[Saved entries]
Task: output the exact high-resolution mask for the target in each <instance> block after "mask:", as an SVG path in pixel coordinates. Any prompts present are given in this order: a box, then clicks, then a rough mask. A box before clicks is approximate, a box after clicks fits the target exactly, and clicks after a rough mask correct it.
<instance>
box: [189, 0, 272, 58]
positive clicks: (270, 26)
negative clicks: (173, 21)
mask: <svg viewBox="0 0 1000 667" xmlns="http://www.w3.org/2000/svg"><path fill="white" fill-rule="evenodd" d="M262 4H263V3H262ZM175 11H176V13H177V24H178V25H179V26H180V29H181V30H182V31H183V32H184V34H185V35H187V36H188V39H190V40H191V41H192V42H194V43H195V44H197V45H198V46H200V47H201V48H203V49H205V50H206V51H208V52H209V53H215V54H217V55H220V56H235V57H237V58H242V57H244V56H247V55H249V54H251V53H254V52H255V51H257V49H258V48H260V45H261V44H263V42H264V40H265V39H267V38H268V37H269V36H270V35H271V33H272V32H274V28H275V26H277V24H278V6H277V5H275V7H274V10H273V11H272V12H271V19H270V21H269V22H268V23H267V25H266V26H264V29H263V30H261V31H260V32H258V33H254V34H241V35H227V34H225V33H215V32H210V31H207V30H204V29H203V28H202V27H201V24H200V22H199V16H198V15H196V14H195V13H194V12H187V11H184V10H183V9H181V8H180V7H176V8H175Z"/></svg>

WHAT NEEDS TO BE DONE –
The data above needs to be repeated exactly, line for line.

SOLVED EXERCISE –
Task: output the exact high-resolution mask for the target in each <instance> block after "mask:", as an SVG path in pixel coordinates. Any prompts present are given in this order: a box, then clicks, then a rough mask. A box before clicks is approximate, a box after clicks fits the target exactly, and clicks after a rough mask correct it.
<instance>
box: [189, 0, 272, 58]
positive clicks: (270, 26)
negative clicks: (173, 21)
mask: <svg viewBox="0 0 1000 667" xmlns="http://www.w3.org/2000/svg"><path fill="white" fill-rule="evenodd" d="M262 4H263V3H262ZM175 11H176V13H177V24H178V25H179V26H180V29H181V30H182V31H183V32H184V34H185V35H187V36H188V39H190V40H191V41H192V42H194V43H195V44H197V45H198V46H200V47H201V48H203V49H205V50H206V51H208V52H209V53H215V54H217V55H220V56H235V57H237V58H242V57H244V56H247V55H249V54H251V53H254V52H255V51H257V49H258V48H260V45H261V44H263V42H264V40H265V39H267V38H268V37H269V36H270V35H271V33H272V32H274V28H275V26H277V24H278V6H277V5H275V7H274V10H273V11H272V12H271V19H270V21H269V22H268V23H267V25H266V26H264V29H263V30H261V31H260V32H258V33H254V34H241V35H227V34H225V33H215V32H210V31H207V30H204V29H203V28H202V27H201V24H200V22H199V16H198V15H196V14H195V13H194V12H187V11H184V10H183V9H181V8H180V7H176V8H175Z"/></svg>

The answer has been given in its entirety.